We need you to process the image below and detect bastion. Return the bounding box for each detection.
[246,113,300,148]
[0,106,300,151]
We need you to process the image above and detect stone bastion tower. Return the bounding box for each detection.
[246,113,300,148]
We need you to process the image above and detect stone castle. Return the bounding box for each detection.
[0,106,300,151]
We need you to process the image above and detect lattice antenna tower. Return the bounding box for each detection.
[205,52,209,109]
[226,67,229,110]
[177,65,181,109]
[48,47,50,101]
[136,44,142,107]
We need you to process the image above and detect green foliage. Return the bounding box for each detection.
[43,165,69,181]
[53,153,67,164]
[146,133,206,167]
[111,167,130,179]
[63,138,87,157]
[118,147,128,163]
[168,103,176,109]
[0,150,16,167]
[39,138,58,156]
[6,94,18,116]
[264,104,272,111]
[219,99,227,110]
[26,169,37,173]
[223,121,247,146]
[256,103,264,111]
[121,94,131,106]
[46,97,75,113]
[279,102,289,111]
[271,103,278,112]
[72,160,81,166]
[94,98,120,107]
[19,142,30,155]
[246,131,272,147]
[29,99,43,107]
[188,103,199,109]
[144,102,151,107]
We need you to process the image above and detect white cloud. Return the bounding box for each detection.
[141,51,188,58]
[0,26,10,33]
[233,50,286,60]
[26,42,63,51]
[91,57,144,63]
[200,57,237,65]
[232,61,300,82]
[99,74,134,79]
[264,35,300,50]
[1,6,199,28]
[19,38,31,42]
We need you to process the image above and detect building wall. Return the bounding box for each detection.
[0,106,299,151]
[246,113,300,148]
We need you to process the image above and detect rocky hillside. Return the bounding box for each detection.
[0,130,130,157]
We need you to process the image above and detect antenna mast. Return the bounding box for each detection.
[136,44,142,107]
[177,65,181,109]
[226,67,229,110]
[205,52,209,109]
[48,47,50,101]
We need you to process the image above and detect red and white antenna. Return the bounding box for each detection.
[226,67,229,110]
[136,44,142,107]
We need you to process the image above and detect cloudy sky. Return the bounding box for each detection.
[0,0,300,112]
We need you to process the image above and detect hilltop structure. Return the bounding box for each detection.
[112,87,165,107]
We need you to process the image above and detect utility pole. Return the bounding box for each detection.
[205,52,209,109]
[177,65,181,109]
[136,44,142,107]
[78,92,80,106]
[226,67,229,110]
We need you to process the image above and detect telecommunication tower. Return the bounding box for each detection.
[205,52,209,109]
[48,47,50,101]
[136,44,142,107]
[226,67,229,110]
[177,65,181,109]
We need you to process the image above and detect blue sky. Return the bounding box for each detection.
────────────────────────────────────────
= Exercise goal =
Report how many lines of the material above contain the word "white". Give only the number.

= Result below =
2